--- STATED GOAL ---
Count the lines in the items below that contain the string "player", matching case exactly. Reply with the number alone.

--- INFORMATION PROVIDED ---
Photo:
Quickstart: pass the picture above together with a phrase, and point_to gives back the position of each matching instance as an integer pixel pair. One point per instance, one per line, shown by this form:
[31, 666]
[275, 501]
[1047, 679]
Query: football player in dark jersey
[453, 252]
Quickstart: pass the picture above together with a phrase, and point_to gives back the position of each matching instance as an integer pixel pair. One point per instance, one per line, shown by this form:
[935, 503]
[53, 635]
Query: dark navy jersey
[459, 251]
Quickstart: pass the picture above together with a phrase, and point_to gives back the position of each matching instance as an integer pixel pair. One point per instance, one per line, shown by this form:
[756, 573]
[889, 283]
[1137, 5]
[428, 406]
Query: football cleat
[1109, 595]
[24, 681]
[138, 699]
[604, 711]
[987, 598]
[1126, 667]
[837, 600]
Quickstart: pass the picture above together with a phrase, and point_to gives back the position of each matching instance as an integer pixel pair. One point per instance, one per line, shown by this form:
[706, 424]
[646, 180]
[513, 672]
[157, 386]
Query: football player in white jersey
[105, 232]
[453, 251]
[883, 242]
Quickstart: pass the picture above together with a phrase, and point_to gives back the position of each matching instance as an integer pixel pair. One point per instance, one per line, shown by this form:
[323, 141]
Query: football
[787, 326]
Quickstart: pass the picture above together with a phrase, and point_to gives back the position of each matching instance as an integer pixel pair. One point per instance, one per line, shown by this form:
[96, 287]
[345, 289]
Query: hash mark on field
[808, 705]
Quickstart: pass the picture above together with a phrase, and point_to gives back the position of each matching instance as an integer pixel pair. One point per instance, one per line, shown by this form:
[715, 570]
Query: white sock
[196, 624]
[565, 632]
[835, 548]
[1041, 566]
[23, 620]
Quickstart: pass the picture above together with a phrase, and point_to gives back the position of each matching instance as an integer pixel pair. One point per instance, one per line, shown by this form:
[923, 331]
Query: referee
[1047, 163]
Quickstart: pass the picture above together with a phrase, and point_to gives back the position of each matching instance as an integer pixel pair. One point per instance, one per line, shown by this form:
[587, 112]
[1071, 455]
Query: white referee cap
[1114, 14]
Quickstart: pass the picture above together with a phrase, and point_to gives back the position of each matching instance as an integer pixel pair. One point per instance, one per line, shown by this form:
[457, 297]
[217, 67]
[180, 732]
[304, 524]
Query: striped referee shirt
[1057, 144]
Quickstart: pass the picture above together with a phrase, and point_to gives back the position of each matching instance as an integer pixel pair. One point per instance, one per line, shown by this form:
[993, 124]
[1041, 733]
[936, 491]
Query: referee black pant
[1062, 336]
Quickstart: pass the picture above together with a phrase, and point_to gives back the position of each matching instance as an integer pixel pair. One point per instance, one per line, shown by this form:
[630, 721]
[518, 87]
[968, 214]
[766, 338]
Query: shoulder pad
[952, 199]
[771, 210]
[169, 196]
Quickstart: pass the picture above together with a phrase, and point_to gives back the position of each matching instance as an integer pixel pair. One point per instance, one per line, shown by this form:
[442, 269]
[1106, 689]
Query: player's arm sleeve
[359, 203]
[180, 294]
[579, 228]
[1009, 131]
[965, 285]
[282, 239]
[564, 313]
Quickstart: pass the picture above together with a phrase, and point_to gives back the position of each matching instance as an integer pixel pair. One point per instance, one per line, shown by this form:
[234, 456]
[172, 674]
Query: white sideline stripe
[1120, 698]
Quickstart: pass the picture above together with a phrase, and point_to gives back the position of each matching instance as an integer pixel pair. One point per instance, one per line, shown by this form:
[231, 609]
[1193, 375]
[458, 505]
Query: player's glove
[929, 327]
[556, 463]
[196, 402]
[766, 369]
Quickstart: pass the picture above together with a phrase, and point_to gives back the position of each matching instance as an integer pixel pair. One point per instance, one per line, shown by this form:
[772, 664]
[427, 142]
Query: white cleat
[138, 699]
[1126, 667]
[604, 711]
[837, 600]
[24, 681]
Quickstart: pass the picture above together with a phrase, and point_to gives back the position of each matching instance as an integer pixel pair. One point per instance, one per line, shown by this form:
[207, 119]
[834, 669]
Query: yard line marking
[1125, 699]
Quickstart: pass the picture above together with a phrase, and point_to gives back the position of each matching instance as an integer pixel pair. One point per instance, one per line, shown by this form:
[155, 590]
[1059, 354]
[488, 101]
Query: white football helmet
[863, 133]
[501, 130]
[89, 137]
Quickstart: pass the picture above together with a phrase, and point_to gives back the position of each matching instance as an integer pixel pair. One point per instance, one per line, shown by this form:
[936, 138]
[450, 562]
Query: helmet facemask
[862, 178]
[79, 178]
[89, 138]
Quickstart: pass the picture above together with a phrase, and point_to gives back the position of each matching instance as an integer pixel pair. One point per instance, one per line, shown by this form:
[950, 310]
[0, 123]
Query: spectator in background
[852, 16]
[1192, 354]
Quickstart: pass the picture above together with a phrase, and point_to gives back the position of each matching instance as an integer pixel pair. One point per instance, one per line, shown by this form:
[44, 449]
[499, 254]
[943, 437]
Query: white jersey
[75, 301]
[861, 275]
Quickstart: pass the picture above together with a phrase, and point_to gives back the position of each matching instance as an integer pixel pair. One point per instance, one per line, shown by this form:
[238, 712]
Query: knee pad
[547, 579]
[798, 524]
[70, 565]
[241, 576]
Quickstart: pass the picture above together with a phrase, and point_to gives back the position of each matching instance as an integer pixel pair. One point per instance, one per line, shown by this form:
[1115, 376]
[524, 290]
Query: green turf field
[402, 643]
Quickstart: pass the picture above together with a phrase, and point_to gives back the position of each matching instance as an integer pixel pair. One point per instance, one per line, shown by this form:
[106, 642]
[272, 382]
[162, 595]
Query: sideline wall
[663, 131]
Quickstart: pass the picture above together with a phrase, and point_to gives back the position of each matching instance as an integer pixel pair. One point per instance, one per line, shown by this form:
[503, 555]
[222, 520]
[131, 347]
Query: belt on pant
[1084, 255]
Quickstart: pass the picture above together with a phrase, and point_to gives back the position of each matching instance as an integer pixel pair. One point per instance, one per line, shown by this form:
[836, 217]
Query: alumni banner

--- RESULT FOR THIS TASK ---
4